■ **Requirement**
Reproduce exactly the lines that run from the start of the records below to the line with "14L645 205L572 81L601", inclusive.

■ **Information given**
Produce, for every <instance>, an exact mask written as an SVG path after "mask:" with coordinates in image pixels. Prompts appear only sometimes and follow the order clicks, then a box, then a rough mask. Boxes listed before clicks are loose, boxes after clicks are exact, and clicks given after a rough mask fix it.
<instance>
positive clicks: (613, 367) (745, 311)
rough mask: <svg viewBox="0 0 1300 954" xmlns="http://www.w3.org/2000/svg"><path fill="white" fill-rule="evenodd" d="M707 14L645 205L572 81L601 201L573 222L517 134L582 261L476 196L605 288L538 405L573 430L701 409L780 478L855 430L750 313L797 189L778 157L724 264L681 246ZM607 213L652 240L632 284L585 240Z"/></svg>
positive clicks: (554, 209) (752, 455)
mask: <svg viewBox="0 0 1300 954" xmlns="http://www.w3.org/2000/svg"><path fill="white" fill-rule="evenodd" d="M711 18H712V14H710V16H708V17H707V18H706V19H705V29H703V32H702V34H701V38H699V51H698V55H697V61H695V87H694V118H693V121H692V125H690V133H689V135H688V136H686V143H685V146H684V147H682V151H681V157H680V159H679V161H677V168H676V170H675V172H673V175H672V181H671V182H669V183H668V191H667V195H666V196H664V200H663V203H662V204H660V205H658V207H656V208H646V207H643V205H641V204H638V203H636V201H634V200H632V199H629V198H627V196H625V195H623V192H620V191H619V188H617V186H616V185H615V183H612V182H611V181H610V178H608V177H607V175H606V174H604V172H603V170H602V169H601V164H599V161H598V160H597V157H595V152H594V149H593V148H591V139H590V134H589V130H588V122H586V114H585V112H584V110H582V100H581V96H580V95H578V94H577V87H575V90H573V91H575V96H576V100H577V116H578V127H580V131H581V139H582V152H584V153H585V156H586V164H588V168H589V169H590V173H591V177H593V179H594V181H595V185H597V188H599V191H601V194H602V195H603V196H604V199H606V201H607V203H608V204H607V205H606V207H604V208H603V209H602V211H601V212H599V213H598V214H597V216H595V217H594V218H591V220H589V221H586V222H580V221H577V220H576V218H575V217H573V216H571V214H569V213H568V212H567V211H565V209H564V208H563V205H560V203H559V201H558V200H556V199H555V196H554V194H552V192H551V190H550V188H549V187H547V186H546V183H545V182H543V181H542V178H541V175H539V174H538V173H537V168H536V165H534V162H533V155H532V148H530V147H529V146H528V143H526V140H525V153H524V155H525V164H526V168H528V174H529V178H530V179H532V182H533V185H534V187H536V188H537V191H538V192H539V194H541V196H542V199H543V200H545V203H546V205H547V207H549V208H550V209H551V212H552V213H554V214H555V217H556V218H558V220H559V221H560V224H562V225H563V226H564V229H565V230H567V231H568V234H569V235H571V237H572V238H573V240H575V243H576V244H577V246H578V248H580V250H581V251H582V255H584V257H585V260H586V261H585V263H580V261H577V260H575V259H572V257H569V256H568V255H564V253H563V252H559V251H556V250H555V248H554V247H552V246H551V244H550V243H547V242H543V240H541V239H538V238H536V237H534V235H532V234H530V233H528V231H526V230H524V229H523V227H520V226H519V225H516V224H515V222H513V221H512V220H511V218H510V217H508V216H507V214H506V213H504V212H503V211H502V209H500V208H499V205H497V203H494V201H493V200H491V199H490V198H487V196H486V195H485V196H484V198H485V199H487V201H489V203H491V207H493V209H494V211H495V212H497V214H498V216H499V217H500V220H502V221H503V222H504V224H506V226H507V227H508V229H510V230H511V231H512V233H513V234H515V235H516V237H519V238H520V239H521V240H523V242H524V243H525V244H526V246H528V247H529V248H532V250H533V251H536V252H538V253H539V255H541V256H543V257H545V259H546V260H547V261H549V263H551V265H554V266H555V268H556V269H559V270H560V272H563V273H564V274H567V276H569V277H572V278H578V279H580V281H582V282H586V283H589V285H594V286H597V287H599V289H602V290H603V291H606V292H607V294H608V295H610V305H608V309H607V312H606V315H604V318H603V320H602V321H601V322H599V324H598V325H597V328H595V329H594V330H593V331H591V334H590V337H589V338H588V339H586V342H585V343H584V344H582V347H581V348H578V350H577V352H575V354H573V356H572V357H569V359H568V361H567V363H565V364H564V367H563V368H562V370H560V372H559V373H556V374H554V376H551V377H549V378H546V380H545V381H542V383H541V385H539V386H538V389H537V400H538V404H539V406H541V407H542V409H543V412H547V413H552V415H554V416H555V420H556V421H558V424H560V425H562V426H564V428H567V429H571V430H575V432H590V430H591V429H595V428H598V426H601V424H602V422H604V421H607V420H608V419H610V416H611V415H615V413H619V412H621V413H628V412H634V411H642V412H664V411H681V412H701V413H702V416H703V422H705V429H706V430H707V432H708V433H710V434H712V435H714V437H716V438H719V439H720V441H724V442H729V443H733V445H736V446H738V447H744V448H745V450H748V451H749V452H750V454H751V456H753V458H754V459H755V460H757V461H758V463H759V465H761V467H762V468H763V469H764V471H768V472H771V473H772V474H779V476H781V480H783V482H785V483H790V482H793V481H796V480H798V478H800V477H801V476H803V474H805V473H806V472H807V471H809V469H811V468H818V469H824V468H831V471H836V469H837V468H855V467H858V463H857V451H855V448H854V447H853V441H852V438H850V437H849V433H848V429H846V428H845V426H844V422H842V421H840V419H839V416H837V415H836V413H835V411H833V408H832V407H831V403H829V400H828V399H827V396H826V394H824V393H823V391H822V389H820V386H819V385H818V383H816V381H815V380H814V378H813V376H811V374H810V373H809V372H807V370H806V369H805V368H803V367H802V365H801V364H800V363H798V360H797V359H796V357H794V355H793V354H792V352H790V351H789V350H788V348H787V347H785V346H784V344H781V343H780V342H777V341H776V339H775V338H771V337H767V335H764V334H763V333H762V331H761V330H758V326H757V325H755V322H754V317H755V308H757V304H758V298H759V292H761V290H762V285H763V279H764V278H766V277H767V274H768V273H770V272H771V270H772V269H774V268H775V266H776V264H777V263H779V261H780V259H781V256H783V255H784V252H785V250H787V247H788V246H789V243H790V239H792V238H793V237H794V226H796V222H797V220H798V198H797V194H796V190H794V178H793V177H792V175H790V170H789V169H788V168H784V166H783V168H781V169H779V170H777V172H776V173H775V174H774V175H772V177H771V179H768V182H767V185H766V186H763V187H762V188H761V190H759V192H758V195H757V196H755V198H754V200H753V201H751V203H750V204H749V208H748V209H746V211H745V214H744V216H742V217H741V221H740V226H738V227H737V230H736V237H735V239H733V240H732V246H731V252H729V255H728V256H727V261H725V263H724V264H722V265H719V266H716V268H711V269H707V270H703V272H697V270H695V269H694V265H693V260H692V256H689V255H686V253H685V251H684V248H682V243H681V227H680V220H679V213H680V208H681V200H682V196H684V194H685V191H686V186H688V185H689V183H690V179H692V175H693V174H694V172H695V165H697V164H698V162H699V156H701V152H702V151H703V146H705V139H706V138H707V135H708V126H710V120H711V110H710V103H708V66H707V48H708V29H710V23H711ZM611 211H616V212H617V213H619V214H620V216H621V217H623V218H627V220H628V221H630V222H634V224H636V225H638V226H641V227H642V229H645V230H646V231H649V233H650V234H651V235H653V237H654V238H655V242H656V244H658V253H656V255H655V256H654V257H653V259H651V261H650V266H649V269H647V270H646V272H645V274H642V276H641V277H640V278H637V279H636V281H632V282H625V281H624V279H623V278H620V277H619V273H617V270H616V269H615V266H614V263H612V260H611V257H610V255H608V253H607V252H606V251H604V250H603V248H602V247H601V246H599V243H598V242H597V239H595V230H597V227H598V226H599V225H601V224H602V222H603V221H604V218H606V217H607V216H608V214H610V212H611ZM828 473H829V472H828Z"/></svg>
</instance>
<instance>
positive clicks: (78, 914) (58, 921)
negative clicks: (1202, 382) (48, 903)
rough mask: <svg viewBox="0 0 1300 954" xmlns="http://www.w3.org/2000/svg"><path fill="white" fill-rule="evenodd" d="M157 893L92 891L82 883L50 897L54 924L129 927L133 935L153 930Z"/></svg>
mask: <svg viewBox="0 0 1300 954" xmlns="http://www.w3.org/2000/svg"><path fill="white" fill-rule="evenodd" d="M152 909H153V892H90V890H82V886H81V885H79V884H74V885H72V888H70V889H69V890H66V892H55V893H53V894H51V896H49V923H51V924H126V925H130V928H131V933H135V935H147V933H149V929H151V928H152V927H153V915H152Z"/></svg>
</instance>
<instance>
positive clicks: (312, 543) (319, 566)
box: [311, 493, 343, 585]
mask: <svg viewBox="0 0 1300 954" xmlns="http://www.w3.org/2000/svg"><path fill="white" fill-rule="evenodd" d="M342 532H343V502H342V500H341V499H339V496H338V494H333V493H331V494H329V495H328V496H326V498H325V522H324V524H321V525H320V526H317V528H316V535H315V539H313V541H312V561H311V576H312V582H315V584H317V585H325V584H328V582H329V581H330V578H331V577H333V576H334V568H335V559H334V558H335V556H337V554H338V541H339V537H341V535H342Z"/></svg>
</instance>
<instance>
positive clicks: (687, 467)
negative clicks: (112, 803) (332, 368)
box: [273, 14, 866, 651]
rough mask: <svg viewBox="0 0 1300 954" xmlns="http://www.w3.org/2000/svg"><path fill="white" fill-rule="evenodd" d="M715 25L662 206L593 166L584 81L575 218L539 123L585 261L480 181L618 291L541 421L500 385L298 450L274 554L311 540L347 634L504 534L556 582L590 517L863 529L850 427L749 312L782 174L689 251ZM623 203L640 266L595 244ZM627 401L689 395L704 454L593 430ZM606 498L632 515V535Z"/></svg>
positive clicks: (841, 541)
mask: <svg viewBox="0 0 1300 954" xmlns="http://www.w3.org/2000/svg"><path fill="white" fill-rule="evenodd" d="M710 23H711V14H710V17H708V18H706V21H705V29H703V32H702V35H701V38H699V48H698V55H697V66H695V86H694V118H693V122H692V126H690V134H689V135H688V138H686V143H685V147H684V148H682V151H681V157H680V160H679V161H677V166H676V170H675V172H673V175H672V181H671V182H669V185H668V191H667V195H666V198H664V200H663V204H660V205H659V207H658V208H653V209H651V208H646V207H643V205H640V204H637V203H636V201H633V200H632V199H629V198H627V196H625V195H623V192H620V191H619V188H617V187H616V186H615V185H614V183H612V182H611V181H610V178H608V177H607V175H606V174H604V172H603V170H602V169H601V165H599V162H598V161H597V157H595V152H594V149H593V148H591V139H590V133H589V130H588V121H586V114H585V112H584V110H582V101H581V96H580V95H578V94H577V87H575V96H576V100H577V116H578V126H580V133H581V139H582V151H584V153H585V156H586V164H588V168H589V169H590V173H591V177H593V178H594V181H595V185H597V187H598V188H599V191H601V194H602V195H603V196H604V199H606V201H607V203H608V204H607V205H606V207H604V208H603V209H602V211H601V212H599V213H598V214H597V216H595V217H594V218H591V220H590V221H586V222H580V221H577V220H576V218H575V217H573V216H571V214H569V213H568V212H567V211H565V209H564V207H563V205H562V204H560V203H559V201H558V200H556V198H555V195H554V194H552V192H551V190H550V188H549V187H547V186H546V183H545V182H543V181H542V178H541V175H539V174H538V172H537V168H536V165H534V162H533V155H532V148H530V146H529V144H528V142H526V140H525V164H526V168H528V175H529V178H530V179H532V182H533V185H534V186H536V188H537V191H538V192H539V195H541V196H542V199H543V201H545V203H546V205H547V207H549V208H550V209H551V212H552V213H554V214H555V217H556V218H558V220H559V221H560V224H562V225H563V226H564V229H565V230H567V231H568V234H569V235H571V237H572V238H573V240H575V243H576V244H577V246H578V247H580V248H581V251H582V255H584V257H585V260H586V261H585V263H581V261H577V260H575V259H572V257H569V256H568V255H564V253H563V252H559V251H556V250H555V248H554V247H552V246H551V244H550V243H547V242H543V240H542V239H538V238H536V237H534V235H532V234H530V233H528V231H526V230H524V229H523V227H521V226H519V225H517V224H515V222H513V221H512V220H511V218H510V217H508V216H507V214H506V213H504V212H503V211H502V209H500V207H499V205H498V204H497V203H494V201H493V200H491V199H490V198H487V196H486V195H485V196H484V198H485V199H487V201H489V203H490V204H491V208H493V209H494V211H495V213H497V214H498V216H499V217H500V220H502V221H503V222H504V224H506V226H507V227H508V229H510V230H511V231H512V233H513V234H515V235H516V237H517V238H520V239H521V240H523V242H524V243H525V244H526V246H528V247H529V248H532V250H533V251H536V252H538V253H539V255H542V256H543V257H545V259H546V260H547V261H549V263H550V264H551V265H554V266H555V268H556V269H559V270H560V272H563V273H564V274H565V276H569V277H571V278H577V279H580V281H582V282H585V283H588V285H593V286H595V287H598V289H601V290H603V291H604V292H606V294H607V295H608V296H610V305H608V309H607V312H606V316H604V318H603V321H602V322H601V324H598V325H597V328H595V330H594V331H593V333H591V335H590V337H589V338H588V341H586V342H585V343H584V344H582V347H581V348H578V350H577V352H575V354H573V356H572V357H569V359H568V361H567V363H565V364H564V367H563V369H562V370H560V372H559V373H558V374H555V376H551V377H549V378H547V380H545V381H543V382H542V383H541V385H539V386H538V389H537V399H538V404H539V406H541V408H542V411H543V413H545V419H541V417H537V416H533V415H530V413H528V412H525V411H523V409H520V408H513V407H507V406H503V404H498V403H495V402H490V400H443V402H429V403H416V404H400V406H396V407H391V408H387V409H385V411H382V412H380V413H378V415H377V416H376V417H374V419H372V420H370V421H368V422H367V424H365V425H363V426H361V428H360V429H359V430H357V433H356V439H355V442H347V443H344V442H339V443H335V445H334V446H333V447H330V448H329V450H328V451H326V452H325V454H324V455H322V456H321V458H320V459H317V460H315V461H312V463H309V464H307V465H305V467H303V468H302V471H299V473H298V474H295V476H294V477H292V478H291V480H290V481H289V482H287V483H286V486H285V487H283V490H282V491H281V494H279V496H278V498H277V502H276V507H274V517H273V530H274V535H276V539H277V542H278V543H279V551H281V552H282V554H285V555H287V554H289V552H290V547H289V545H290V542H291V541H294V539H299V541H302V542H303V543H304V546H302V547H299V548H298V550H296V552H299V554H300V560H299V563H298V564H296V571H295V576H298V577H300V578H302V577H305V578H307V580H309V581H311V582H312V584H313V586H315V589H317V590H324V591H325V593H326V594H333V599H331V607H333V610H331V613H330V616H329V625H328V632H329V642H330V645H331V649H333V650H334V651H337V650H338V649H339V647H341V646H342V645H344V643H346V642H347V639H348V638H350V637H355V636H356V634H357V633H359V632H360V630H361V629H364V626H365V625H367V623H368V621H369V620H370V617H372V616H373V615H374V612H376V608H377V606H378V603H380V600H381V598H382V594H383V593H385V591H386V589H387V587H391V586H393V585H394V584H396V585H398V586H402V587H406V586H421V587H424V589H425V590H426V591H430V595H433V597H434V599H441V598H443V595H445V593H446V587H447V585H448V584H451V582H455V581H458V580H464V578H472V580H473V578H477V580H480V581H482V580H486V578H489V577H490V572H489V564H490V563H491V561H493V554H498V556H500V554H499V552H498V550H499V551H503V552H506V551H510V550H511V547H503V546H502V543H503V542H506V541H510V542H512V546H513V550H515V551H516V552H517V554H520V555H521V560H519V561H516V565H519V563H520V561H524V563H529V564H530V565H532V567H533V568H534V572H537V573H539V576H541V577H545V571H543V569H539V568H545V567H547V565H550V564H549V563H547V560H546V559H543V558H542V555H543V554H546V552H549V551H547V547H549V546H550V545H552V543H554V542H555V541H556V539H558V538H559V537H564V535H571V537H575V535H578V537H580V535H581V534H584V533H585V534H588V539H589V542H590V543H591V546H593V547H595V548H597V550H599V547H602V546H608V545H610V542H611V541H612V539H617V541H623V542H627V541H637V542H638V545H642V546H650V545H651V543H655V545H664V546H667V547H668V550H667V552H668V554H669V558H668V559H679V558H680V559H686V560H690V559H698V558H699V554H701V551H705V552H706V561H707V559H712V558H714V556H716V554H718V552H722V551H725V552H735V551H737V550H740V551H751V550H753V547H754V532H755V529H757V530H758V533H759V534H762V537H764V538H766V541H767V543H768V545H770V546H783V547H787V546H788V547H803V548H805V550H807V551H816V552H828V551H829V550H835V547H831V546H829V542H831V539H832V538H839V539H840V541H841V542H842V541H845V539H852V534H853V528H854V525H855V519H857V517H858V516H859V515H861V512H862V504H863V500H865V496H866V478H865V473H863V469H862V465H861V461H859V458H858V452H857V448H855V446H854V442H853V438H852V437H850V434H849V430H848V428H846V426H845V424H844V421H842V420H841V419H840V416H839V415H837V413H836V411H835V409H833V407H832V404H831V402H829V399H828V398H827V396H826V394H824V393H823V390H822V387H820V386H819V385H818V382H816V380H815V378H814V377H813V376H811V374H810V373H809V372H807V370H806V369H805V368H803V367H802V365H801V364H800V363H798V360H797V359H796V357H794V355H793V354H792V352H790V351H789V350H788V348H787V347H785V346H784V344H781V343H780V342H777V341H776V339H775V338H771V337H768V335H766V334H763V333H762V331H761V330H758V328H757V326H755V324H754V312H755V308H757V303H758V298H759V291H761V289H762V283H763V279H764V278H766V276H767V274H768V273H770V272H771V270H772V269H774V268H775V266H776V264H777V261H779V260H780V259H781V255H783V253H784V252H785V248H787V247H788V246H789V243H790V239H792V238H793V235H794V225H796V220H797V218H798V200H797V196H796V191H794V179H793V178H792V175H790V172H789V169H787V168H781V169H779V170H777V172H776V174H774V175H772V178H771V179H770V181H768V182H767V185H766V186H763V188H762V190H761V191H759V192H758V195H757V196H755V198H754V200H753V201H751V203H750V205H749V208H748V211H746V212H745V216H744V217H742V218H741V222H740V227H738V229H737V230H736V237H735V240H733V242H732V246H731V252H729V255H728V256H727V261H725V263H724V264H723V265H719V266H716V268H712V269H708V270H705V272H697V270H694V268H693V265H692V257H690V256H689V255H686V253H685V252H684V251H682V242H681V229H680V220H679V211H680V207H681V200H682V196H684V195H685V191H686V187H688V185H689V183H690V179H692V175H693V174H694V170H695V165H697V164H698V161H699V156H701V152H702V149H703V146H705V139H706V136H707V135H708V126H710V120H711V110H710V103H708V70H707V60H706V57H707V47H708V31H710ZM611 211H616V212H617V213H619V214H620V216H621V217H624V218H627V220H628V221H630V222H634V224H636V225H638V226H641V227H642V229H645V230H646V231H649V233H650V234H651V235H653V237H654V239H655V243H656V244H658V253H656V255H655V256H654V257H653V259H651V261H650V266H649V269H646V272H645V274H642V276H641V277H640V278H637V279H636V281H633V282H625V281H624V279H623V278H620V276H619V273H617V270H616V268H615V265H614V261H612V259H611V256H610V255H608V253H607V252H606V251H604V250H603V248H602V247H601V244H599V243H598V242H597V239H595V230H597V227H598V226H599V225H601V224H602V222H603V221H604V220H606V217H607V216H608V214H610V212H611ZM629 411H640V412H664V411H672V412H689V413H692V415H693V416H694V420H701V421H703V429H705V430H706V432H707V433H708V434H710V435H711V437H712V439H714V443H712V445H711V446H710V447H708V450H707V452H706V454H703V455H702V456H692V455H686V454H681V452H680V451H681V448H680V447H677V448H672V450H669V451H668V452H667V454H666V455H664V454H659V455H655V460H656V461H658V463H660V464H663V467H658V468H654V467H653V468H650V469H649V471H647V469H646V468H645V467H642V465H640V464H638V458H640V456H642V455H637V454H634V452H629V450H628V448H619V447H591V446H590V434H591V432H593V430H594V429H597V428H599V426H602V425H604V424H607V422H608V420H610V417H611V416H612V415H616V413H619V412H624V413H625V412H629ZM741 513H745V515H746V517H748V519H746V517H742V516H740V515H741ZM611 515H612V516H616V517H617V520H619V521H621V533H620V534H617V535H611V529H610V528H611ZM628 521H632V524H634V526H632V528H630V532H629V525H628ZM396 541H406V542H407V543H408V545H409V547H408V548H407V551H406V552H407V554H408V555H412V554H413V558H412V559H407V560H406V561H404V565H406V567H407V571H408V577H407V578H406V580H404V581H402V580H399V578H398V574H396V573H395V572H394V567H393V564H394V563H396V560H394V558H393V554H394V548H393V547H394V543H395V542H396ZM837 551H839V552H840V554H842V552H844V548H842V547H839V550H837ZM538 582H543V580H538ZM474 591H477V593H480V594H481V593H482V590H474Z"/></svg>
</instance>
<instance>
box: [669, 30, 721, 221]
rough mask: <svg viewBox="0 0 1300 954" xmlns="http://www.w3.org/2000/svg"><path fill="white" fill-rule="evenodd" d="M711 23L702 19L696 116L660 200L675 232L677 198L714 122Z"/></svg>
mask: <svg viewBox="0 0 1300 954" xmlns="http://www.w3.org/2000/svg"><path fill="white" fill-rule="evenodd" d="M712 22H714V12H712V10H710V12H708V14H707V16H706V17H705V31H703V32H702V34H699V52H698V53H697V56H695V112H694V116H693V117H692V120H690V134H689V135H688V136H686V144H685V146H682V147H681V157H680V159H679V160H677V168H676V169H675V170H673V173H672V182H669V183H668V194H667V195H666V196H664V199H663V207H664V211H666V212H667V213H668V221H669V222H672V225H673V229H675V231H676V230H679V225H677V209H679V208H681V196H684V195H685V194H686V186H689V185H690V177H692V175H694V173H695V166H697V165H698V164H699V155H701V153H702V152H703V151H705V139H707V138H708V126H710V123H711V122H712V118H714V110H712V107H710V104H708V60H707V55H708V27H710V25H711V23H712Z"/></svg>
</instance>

■ **Answer space**
Produce, for every <instance>, an exact mask written as an SVG path after "mask:" with coordinates in image pixels. Prompts appear only sometimes and follow the order clicks, then a box, then a rough mask. Boxes listed before clicks are loose, boxes after clicks are exact, and clicks given after a rough mask fix it.
<instance>
positive clicks: (613, 367) (745, 311)
rough mask: <svg viewBox="0 0 1300 954" xmlns="http://www.w3.org/2000/svg"><path fill="white" fill-rule="evenodd" d="M707 14L645 205L572 81L601 201L573 222L517 134L582 261L476 196L605 288L538 405L573 430L701 409L780 478L855 430L750 313L797 189L778 157L724 264L681 246ZM607 213L652 240L632 284L585 240Z"/></svg>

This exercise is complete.